── Source document

U.S. Court Rules Syrian Government Responsible for Kidnapping of American in Turkey

Saturday, January 05, 2013
Ron Wyatt during 1977 Noah's Ark expedition

The government of Syria has been ordered by a U.S. federal court to pay $338 million in damages for supporting a terrorist group that kidnapped Americans two decades ago.


One of those kidnapped, Marvin Wilson, sued the Syrian government along with the family of Ronald Wyatt, who died of cancer several years after their release from the Kurdish Workers Party (PKK), a Kurdish nationalist group in Turkey that has been designated a terrorist organization by the U.S. State Department since 1997.


The two men were part of an archeology expedition searching for remains of Noah’s Ark in Turkey when, in August 1991, members of the PKK captured and held them for three weeks.


The plaintiffs sued the Damascus government claiming it had allowed the PKK to operate from Syrian territory, and provided financial support and training to the terrorist group.


District Court Judge Royce Lamberth ruled that Syria was “vicariously liable” for the kidnapping, and ordered the government to pay $38 million in compensatory damages to the plaintiffs and another $300 million in punitive damages.


“The brutal character of the kidnapping in this case, the significant harm it caused both the hostage plaintiffs and their families, along with Syria’s demonstrated and well known policy to encourage terrorism all merit an award of punitive damages,” Lamberth wrote.


During their ordeal, Wilson and Wyatt were force-marched for 18 hours and repeatedly beaten by their captors, according to the plaintiffs.

-Noel Brinkerhoff


To Learn More:

Shurat Hadin Law Center Wins $338 Million Judgment Against Syrian Government Over Kidnapping Of US Citizens By Kurdish Terrorists PKK (Israel Law Center)

Aiding Kidnappers Will Cost Syria $338 Million (by Rose Bouboushian, Courthouse News Service)

US Court Fines Syria For PKK Act (Hürriyet Daily News)

Mary Nell Wyatt v. Syrian Arab Republic (U.S. District Court, District of Columbia) (pdf)


Enrique Ferro 11 years ago
For all the respect for the victims, the judge's argument is rubbish: "along with Syria’s demonstrated and well known policy to encourage terrorism". Certainly Syria has been the victim of terrorism for decades, so for it to be singled out as the bogeyman exposes a political purpose. The PKK had its own policies, and Turkey should have been blamed far more, as the group has been a Turkish-originated group. On the other hand, if the PKK has been labelled by the US a terrorist group in 1997, how can Syria be blamed of dealing with a terrorist group in 1991, when the facts happened, far away from the Syrian border (the Arara mountain is on the border with Armenia)? The judge must be playing for a promotion, and it must have occurred to him that combining the words Syria" and "terrorism" is a quick fix. His gossip-based argument has apparently a goal: To make merits himself in the present climax to demonize Syria. He only misunderstood the equation: Syria is actually very much along with terrorism, but suffering its scourge, and "the policy to encourage terrorism" is run by the United States of America.

────

- [Exercise details] Rename "Kurdish Workers Party" as "Kurdistan Workers' Party" in the Syria kidnapping article, and give everything from "Saturday, January 05, 2013" down to "Department since 1997." with that one change. The rows come from a separate source, not from the Syria kidnapping article.

── Data supplied

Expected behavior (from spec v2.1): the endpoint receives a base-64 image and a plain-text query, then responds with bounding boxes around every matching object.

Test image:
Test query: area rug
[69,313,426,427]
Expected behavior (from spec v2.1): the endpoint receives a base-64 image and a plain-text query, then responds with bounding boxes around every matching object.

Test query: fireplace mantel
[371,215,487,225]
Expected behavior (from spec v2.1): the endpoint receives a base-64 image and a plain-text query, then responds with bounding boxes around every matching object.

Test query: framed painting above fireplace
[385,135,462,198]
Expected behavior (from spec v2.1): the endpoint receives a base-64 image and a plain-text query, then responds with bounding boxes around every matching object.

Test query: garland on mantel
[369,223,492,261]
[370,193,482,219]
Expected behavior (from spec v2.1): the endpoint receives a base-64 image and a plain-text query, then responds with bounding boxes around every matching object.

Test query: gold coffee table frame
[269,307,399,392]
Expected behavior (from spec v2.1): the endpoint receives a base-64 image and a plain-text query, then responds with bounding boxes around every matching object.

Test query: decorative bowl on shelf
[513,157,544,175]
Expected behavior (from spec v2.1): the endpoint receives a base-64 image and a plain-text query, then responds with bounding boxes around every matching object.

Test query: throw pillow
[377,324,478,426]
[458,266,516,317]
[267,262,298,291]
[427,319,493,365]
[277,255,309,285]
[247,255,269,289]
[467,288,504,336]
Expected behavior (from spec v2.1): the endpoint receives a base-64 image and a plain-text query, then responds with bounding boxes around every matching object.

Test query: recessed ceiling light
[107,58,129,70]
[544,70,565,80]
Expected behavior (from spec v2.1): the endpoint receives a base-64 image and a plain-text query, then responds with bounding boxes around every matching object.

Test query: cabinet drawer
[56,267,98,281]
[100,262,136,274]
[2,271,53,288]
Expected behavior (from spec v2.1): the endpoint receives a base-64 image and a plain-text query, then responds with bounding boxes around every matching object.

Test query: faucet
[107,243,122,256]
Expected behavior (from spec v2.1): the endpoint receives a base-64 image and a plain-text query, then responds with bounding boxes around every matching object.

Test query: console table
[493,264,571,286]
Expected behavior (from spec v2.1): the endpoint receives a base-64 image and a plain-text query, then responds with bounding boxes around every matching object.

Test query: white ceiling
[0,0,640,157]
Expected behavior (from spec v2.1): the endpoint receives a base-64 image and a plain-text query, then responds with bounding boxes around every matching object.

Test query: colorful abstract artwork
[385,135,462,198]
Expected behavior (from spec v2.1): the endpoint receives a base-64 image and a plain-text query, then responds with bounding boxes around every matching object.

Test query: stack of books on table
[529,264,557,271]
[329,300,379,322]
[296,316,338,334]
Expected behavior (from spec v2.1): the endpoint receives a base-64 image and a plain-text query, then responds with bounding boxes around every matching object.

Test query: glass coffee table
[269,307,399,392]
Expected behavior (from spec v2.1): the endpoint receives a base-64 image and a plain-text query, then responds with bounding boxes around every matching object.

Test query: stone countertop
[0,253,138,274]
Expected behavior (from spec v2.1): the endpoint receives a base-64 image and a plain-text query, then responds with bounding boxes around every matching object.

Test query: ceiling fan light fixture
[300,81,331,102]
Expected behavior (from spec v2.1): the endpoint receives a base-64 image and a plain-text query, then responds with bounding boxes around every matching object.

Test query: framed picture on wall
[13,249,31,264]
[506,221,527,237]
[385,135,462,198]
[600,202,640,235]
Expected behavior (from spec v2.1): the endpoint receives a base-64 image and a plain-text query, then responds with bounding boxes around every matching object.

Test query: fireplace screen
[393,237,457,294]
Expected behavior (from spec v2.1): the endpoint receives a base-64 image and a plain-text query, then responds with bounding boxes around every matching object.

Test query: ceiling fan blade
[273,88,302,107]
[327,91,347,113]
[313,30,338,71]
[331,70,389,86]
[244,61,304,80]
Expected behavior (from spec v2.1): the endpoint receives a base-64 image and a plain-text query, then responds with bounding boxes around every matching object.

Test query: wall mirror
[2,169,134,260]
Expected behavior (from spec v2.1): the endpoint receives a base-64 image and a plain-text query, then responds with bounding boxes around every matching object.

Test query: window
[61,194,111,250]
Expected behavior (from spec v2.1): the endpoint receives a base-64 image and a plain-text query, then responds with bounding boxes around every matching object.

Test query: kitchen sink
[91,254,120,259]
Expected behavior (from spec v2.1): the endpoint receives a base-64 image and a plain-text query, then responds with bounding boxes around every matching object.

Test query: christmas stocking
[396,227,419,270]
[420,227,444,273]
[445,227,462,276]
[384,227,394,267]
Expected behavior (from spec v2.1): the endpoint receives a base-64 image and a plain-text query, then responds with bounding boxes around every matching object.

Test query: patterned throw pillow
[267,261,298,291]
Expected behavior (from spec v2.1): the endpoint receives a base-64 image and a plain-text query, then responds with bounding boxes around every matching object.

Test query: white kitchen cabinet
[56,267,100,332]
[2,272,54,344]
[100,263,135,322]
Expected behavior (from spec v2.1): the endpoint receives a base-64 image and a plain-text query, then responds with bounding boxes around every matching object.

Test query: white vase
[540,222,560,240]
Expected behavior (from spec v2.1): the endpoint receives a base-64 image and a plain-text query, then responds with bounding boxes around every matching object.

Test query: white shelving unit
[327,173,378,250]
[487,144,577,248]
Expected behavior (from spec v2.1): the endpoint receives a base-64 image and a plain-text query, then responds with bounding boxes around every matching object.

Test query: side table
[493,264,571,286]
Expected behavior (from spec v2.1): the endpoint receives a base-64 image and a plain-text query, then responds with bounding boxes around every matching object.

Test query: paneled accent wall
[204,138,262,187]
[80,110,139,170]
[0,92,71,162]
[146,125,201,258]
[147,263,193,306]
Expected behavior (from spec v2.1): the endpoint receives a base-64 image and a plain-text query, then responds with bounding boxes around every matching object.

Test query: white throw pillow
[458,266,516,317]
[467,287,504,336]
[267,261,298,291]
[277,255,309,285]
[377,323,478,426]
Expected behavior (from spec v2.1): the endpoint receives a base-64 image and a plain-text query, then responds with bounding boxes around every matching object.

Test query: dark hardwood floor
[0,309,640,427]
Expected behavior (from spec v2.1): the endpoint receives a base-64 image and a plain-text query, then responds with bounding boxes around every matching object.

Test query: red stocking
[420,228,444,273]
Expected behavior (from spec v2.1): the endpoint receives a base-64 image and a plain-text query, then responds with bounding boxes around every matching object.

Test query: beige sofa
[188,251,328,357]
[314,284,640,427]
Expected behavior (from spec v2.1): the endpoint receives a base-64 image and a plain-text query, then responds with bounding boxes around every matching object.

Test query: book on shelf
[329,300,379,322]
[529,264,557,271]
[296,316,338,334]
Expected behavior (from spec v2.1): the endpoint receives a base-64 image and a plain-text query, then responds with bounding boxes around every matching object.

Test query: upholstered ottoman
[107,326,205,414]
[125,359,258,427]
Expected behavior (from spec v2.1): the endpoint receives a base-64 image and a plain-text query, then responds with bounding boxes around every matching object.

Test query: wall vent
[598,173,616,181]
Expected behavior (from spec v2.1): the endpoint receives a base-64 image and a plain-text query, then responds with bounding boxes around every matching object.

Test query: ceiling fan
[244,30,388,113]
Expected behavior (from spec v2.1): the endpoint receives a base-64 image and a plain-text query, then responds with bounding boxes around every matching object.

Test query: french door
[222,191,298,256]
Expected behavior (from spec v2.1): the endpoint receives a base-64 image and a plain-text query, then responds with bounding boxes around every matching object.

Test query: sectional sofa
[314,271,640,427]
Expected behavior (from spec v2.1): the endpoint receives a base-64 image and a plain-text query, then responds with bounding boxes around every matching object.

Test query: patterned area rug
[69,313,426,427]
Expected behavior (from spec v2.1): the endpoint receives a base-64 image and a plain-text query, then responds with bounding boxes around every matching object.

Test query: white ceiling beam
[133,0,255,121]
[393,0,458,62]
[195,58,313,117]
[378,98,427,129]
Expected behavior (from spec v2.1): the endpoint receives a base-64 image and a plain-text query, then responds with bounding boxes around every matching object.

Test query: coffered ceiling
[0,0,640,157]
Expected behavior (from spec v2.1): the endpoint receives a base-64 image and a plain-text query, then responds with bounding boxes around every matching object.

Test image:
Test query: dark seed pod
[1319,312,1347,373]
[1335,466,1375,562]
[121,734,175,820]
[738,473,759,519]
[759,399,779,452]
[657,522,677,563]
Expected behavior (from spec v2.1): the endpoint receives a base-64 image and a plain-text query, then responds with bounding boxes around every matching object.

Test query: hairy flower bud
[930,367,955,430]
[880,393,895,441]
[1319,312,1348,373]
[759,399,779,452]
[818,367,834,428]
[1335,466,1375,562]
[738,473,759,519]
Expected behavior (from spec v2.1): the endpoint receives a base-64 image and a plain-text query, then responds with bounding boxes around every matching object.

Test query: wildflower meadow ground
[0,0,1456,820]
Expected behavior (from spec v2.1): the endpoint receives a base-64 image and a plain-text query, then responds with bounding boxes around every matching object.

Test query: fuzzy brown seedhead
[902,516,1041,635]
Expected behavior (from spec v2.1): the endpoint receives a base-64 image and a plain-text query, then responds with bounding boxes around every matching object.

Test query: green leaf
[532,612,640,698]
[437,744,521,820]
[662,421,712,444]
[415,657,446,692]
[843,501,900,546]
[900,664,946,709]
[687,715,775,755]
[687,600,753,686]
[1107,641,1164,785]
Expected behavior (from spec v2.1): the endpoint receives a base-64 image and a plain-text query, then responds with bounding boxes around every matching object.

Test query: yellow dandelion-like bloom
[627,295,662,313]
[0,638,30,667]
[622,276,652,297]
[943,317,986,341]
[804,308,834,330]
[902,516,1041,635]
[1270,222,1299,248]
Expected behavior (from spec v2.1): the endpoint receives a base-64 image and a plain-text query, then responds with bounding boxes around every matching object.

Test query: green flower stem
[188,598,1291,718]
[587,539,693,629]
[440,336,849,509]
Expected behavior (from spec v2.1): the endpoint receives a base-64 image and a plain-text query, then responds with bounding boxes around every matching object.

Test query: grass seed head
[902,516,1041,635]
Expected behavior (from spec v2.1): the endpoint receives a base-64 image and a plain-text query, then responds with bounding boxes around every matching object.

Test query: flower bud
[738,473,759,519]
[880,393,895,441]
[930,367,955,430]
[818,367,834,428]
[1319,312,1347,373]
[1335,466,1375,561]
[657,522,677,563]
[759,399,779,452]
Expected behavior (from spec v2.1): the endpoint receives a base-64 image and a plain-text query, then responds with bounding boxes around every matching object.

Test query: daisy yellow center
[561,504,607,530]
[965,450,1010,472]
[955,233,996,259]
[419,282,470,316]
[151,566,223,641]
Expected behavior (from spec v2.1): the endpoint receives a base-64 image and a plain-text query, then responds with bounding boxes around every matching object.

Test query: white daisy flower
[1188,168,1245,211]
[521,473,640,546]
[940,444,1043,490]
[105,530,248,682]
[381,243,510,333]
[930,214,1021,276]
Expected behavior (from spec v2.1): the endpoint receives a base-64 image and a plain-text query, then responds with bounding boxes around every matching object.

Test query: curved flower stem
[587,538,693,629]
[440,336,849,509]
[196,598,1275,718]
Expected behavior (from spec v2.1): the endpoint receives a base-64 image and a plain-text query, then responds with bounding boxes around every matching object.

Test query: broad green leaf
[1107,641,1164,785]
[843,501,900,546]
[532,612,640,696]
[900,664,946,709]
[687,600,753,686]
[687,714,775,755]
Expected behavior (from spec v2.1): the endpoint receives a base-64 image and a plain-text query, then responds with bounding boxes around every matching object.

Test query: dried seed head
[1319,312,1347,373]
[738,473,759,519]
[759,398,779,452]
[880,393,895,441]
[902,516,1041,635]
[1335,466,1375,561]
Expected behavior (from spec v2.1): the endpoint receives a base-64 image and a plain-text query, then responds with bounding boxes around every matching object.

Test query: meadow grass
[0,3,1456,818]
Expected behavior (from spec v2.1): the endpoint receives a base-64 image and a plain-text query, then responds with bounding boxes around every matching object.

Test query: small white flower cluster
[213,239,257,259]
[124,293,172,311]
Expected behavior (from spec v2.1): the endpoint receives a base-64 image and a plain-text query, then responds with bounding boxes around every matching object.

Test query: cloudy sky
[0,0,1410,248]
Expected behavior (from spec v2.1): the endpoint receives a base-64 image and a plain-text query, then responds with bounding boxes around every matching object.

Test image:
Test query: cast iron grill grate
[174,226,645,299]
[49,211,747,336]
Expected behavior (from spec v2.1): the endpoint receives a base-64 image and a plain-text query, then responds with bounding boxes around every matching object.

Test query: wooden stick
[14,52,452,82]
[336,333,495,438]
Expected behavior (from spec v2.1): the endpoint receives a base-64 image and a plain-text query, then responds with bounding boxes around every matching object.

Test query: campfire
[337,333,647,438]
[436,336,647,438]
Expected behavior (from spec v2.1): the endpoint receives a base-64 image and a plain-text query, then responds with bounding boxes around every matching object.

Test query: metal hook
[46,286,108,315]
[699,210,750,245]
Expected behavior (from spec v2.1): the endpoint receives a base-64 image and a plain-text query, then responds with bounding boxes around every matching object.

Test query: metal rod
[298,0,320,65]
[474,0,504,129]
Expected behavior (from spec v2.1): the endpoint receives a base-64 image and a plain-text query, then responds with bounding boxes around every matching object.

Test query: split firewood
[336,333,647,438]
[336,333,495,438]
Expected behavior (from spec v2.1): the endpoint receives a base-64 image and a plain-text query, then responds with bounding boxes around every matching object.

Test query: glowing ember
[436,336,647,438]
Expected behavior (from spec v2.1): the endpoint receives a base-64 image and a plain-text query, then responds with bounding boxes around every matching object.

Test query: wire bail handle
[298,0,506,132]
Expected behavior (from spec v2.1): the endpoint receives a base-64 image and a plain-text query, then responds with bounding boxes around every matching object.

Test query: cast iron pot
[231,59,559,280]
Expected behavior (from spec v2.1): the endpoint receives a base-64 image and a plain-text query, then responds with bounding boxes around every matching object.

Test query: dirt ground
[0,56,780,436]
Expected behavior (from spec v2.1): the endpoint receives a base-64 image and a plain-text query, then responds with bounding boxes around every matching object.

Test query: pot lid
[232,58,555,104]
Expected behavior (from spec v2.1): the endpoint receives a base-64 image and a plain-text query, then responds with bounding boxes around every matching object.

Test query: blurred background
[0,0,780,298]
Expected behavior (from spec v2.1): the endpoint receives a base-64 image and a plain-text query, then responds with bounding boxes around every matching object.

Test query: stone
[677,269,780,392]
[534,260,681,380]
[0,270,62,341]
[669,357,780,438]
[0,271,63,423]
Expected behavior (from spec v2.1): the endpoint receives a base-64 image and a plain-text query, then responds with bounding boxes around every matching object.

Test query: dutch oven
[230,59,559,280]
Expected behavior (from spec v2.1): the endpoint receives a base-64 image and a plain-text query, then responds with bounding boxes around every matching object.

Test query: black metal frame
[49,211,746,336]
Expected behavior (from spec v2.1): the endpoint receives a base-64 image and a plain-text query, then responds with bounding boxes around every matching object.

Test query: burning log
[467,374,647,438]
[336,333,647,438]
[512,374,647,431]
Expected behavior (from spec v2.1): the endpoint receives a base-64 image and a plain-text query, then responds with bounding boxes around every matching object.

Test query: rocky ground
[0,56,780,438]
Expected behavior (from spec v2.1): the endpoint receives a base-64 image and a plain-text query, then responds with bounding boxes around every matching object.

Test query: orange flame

────

- [Exercise response]
Saturday, January 05, 2013
Ron Wyatt during 1977 Noah's Ark expedition

The government of Syria has been ordered by a U.S. federal court to pay $338 million in damages for supporting a terrorist group that kidnapped Americans two decades ago.


One of those kidnapped, Marvin Wilson, sued the Syrian government along with the family of Ronald Wyatt, who died of cancer several years after their release from the Kurdistan Workers' Party (PKK), a Kurdish nationalist group in Turkey that has been designated a terrorist organization by the U.S. State Department since 1997.